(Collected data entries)
+ + + +

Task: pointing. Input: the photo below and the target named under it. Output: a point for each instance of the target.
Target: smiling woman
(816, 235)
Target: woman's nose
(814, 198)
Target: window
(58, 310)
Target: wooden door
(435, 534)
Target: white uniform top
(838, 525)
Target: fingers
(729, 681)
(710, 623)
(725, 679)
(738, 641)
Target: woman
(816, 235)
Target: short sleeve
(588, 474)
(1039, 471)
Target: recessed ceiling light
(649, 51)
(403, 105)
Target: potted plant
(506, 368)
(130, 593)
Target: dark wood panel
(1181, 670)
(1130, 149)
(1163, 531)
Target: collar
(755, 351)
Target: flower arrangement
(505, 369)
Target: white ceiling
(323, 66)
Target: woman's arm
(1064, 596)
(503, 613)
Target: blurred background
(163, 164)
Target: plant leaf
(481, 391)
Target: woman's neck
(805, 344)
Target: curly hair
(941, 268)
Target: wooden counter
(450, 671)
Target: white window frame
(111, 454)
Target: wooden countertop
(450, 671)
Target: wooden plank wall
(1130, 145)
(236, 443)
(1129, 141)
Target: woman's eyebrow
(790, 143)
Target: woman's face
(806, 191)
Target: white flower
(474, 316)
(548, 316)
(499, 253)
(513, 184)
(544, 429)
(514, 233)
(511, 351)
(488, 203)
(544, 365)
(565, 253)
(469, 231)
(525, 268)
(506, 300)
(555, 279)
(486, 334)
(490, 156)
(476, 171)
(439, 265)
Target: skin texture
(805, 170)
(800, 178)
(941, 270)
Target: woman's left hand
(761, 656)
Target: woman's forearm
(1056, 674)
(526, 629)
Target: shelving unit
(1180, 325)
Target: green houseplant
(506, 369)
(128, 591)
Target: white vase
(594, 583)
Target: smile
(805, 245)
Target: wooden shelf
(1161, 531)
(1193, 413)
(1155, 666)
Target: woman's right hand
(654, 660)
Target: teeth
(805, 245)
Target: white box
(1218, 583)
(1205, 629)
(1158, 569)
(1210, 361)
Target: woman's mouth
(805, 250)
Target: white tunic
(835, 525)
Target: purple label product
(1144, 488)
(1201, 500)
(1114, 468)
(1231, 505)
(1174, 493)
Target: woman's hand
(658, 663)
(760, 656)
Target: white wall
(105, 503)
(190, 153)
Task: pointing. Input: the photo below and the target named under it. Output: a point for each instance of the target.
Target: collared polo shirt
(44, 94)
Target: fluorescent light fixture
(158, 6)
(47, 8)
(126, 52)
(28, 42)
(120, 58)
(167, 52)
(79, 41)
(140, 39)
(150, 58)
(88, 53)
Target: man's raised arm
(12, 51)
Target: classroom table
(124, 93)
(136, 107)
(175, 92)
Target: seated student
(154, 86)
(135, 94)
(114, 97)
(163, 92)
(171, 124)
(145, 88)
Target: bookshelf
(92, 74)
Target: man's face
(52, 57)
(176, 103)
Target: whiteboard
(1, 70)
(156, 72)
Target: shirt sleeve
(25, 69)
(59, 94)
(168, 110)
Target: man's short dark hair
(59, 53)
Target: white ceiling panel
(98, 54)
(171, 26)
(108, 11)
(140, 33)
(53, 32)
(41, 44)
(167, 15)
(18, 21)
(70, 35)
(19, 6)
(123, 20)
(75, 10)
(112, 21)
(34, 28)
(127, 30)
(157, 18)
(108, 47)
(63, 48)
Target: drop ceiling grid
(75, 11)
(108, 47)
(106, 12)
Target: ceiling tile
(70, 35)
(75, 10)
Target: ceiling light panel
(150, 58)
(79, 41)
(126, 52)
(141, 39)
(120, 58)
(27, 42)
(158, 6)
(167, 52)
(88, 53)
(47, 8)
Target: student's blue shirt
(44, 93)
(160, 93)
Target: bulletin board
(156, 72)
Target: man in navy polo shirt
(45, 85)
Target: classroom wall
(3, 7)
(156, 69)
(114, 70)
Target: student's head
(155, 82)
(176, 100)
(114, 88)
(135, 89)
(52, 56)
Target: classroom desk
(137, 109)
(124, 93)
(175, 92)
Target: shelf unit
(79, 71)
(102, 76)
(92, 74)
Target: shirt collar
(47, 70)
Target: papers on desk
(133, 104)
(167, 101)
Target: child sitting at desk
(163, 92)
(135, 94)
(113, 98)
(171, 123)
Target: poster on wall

+ + + +

**Assignment**
Without changing a single word, reproduce the entries above.

**Response area**
Task: pointing. Input: the photo below and the target named under it. Output: a point for each instance of the target.
Target: smiling woman
(816, 235)
Target: woman's nose
(814, 198)
Target: window
(58, 310)
Target: wooden door
(435, 534)
Target: white uniform top
(838, 525)
Target: fingers
(729, 681)
(710, 623)
(725, 679)
(738, 641)
Target: woman
(816, 235)
Target: short sleeve
(588, 474)
(1039, 471)
Target: recessed ceiling light
(649, 51)
(403, 105)
Target: potted plant
(506, 368)
(130, 593)
Target: dark wood panel
(1181, 670)
(1130, 149)
(1163, 531)
Target: collar
(755, 351)
Target: flower arrangement
(505, 369)
Target: white ceiling
(323, 66)
Target: woman's arm
(1064, 596)
(503, 613)
Target: blurred background
(163, 164)
Target: plant leaf
(481, 391)
Target: woman's neck
(805, 344)
Target: curly hair
(941, 268)
Target: wooden counter
(450, 671)
Target: white window frame
(111, 454)
Target: wooden countertop
(450, 671)
Target: wooden plank wall
(1130, 145)
(236, 443)
(1129, 141)
Target: woman's eyebrow
(790, 143)
Target: woman's face
(806, 191)
Target: white flower
(474, 316)
(548, 316)
(499, 253)
(513, 184)
(544, 429)
(514, 233)
(511, 351)
(488, 203)
(544, 365)
(565, 253)
(469, 231)
(525, 268)
(506, 300)
(555, 279)
(486, 334)
(490, 156)
(476, 171)
(439, 265)
Target: skin texture
(805, 170)
(800, 178)
(941, 270)
Target: woman's left hand
(761, 656)
Target: woman's forearm
(1056, 674)
(526, 629)
Target: shelving unit
(1180, 325)
Target: green houseplant
(506, 369)
(128, 591)
Target: white vase
(594, 583)
Target: smile
(805, 245)
Target: wooden shelf
(1161, 531)
(1193, 413)
(1155, 666)
Target: woman's right hand
(654, 660)
Target: teeth
(805, 245)
Target: white box
(1218, 583)
(1205, 629)
(1158, 569)
(1210, 361)
Target: woman's mouth
(805, 250)
Target: white tunic
(835, 525)
Target: purple label product
(1144, 488)
(1201, 500)
(1114, 468)
(1231, 505)
(1174, 493)
Target: woman's hand
(658, 663)
(760, 656)
Target: white wall
(105, 503)
(190, 153)
Task: pointing. Input: the photo below and the target named under it. Output: a point for each instance of the target.
Target: collared polo shirt
(44, 94)
Target: fluorescent light fixture
(158, 6)
(47, 8)
(126, 52)
(28, 42)
(120, 58)
(167, 52)
(79, 41)
(140, 39)
(150, 58)
(88, 53)
Target: man's raised arm
(12, 51)
Target: classroom table
(124, 93)
(136, 107)
(175, 92)
Target: seated student
(154, 86)
(135, 94)
(114, 97)
(163, 92)
(171, 124)
(145, 88)
Target: bookshelf
(92, 74)
Target: man's face
(52, 57)
(176, 103)
Target: whiteboard
(1, 70)
(156, 72)
Target: shirt sleeve
(25, 69)
(59, 94)
(168, 110)
Target: man's short dark hair
(59, 53)
Target: white ceiling panel
(98, 54)
(171, 26)
(108, 11)
(140, 33)
(53, 32)
(41, 44)
(167, 15)
(18, 21)
(70, 35)
(19, 6)
(123, 20)
(75, 10)
(112, 21)
(34, 28)
(127, 30)
(157, 18)
(108, 47)
(63, 48)
Target: drop ceiling grid
(75, 11)
(108, 47)
(106, 12)
Target: ceiling tile
(70, 35)
(75, 10)
Target: ceiling light panel
(150, 58)
(79, 41)
(126, 52)
(141, 39)
(120, 58)
(27, 42)
(158, 6)
(167, 52)
(88, 53)
(47, 8)
Target: student's blue shirt
(44, 93)
(160, 93)
Target: bulletin board
(156, 72)
Target: man in navy polo shirt
(45, 85)
Target: classroom wall
(3, 7)
(156, 69)
(114, 70)
Target: student's head
(155, 82)
(176, 100)
(114, 88)
(135, 89)
(52, 56)
Target: classroom desk
(137, 109)
(124, 93)
(175, 92)
Target: shelf unit
(79, 71)
(102, 76)
(92, 74)
Target: shirt collar
(47, 70)
Target: papers on desk
(133, 104)
(167, 101)
Target: child sitting at desk
(163, 92)
(135, 94)
(113, 98)
(171, 123)
Target: poster on wall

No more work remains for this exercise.